Given request
Edit the data below by swapping every "reference marker" for "location pin" and leaving all other text unchanged. Omit the pictures from your answer.

╭─ Data entries

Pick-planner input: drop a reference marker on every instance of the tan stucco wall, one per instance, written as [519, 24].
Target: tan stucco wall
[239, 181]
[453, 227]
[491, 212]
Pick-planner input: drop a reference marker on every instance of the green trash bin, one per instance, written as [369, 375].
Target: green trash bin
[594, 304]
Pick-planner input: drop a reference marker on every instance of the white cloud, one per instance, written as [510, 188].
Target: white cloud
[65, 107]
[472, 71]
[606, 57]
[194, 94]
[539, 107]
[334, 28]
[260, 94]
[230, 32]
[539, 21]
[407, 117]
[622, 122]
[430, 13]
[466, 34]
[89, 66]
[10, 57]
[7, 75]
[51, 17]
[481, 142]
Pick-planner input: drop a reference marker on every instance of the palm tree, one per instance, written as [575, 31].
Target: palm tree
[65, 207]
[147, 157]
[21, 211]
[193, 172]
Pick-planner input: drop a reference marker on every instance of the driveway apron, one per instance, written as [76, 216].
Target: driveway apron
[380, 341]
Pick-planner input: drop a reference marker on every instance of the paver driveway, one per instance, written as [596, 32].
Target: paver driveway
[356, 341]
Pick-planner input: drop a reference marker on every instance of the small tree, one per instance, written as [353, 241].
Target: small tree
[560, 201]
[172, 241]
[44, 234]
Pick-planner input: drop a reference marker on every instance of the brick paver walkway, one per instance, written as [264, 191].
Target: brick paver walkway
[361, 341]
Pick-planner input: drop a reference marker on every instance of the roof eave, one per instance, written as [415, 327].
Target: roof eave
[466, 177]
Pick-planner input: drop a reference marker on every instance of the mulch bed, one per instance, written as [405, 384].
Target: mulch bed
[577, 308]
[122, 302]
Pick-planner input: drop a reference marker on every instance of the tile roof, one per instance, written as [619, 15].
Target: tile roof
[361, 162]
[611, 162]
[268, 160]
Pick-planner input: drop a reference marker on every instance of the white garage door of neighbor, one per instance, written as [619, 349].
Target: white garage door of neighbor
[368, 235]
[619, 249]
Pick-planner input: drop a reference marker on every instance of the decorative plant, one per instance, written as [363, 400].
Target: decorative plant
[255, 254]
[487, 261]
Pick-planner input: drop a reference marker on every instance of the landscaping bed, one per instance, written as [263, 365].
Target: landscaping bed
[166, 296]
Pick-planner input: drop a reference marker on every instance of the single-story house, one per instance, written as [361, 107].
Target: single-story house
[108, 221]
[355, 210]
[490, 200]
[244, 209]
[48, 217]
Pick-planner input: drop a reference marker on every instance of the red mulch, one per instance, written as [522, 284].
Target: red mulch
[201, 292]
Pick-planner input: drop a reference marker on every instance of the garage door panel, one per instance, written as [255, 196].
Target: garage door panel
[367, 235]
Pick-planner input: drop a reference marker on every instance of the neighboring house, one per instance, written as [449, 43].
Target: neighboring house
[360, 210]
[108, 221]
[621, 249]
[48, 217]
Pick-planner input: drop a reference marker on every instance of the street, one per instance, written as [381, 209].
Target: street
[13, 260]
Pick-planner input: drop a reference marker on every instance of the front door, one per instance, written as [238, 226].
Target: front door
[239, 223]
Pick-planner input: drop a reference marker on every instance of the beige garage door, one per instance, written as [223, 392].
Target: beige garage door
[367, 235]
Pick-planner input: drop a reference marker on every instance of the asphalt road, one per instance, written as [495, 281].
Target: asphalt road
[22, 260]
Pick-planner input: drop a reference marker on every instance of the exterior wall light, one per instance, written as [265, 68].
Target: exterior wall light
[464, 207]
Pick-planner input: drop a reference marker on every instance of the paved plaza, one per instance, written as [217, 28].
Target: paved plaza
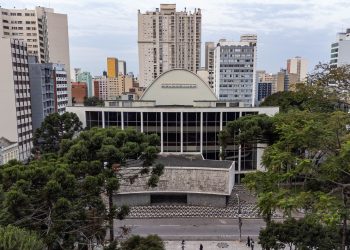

╰─

Task response
Pick-planner input: drop a location pin on every instance of the tan stucco wall, one per instance, written as [519, 24].
Target: tan stucco wall
[239, 181]
[453, 227]
[491, 212]
Pick-planner input: drop a location pin on every instance of the green trash bin, one per instance, written as [369, 375].
Target: green trash bin
[594, 304]
Pick-planner input: drop a location pin on every instance of the white cloud, one per instance, written as [510, 188].
Target: white cloud
[65, 107]
[472, 71]
[606, 57]
[194, 94]
[539, 107]
[334, 28]
[260, 94]
[230, 32]
[539, 21]
[407, 117]
[622, 122]
[430, 13]
[466, 34]
[89, 66]
[10, 57]
[7, 75]
[51, 17]
[481, 142]
Pick-planner input: drop a location pin on every instance of the palm tree, one per instance, written as [575, 31].
Target: palm tree
[65, 207]
[147, 157]
[21, 211]
[193, 172]
Pick-planner input: drop a location pin on every instance of the driveway apron, one per instance, written as [76, 216].
Target: driveway apron
[380, 341]
Pick-planner input: drop a location pin on every instance of the paver driveway, one per instance, written as [596, 32].
Target: paver driveway
[356, 341]
Pick-planner input: drop a location pin on every instance of the small tree, one per instance, written as [353, 241].
Target: small tree
[560, 201]
[172, 241]
[44, 234]
Pick-planner input: drop a location pin on every instance of the brick paver walkway, one per instance, written as [264, 191].
Target: brick paver walkway
[361, 341]
Pick-planner input: drop a location pin on every instance of the roof eave, one per instance, written as [415, 327].
Target: roof eave
[466, 177]
Pick-planner input: drop a location pin on every instance of the mulch bed, one per instance, written as [405, 384].
Target: mulch bed
[577, 308]
[122, 302]
Pick-planner input: drop a location pin on every instance of the tile roof, one per instance, written as [619, 15].
Target: tile roof
[361, 162]
[611, 162]
[268, 160]
Pick-planner input: drop a location pin on every instance of the white garage door of neighbor, one per instance, written as [619, 349].
Target: white garage door of neighbor
[368, 235]
[619, 249]
Pick-planner input: drop a location pin on every instance of the decorative plant, one per instance, written as [363, 400].
Target: decorative plant
[255, 254]
[487, 261]
Pick-planner input: drop a location pin on every instance of the landscaping bed, one per instance, written as [263, 365].
Target: landscaping bed
[166, 296]
Pick-planner input: drop a location pin on every instance of the single-story house, one per instance, written as [361, 107].
Target: single-story house
[108, 221]
[355, 210]
[490, 200]
[244, 209]
[48, 217]
Pick-planner input: drop a location pin on every instance of the red mulch, one per instance, written as [522, 284].
Target: red mulch
[201, 292]
Pick-planner input: drop a location pin on every instance of the garage door panel, one per instance, written as [255, 196].
Target: garage door panel
[367, 235]
Pick-planner input: drop a location pin on every instance of the neighboring house, one per instance, written as [449, 43].
Target: neighboring house
[360, 210]
[108, 221]
[621, 249]
[48, 217]
Pick-planner input: drop a location pin on every instance of the street, one per instance, written as [381, 209].
Target: street
[13, 260]
Pick-planner input: drop a location pin on every instance of the front door, one per instance, written as [238, 226].
Target: front door
[239, 223]
Pick-planner input: drop a location pin on every instance of the beige garage door, one per instance, written as [223, 392].
Target: beige garage door
[367, 235]
Pick-planner input: drop a location pin on every instance of the asphalt road, one per instance, written as [495, 281].
Target: asphalt road
[22, 260]
Pick-planner input: drop a location pin on every instance of the exterior wall light, one per instance, written as [265, 68].
Target: exterior wall light
[464, 207]
Pick-planner input: drop a location pin on every instance of the paved plaza, one per instance, written as [217, 28].
Target: paved plaza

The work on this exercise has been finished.